Наступил август, но «странствующий рыцарь» так и не сумел войти в российскую столицу. Екатерина в письмах Потемкину рассказывала о «дурацкой шведской войне» — на самом же деле обстановка сложилась довольно опасная — и просила присылать почаще бюллетени с юга. Тем временем король Густав столкнулся с неповиновением среди финских солдат. Он отступил, отложив поход на Петербург до зимы.

За несколько месяцев, несмотря на частое недомогание и бесконечную череду заседаний и бумажных дел, Екатерина написала о своем враге, кузене, комедию. «Странствующий рыцарь» был поставлен во дворце в январе 1789 года. Смех зрителей на некоторое время разрядил напряжение, так долго царившее при дворе.

> **РАЗДЕЛ НАБОРА ДАННЫХ**:
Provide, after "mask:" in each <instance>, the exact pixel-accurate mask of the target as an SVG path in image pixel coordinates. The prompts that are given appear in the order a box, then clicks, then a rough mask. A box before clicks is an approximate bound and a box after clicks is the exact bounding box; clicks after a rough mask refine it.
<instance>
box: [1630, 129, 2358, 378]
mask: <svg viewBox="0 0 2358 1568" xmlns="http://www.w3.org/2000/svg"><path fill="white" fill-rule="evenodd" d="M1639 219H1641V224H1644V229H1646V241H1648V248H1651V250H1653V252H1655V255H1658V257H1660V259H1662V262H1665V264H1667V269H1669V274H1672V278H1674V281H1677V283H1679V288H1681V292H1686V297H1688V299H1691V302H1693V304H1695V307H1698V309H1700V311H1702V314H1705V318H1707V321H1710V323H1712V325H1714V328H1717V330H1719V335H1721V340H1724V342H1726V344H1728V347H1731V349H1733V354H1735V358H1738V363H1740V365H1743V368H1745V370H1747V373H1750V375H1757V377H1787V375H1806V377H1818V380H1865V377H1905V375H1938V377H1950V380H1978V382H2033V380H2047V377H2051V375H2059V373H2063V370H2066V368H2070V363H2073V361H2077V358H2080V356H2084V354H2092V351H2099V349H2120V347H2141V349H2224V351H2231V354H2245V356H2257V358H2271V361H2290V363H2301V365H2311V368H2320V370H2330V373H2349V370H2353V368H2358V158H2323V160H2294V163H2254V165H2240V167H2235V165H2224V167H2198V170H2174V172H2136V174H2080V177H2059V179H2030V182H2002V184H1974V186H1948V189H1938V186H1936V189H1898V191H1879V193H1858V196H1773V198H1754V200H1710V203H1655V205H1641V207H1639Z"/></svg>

> **ЗАДАНИЕ 1**:
Процитируйте часть отрывка о шведской войне, начиная со слов «Наступил август, но» и заканчивая словами «царившее при дворе.».
> **ЗАДАНИЕ 2**:
Можете продолжить отрывок о шведской войне с того места, на котором он заканчивается?
Список выше никак не связан с отрывком о шведской войне.

> **ПИСЬМЕННЫЙ ОТВЕТ 1**:
Наступил август, но «странствующий рыцарь» так и не сумел войти в российскую столицу. Екатерина в письмах Потемкину рассказывала о «дурацкой шведской войне» — на самом же деле обстановка сложилась довольно опасная — и просила присылать почаще бюллетени с юга. Тем временем король Густав столкнулся с неповиновением среди финских солдат. Он отступил, отложив поход на Петербург до зимы.

За несколько месяцев, несмотря на частое недомогание и бесконечную череду заседаний и бумажных дел, Екатерина написала о своем враге, кузене, комедию. «Странствующий рыцарь» был поставлен во дворце в январе 1789 года. Смех зрителей на некоторое время разрядил напряжение, так долго царившее при дворе.

> **ПИСЬМЕННЫЙ ОТВЕТ 2**:
День шестидесятилетия Екатерины, 21 апреля, прошел безо всяких публичных церемоний. Этот день императрица провела в одиночестве, если не считать слуг. Прожитые годы тяжело сказывались на ней. Многие из тех, кого она долгое время знала и с кем бок о бок трудилась, уже сошли в могилу. Ее известили, что император Иосиф смертельно болен. Но он дотянул до следующей зимы. Весенняя капель, солнце и ласковый ветерок не могли улучшить настроения Екатерины. Она часто плакала, как написал в своем дневнике Храповицкий. Одолеваемая бесконечными заботами, она погружалась в уныние. Все чаще и чаще давали о себе знать недуги — то головокружения, то нервные приступы и острые боли в спине. И Мамонов, ее теперешний фаворит, все реже и реже проводил с нею время. Их отчуждение длилось уже несколько месяцев, и у Екатерины появилась привычка в одиночестве предаваться меланхолии.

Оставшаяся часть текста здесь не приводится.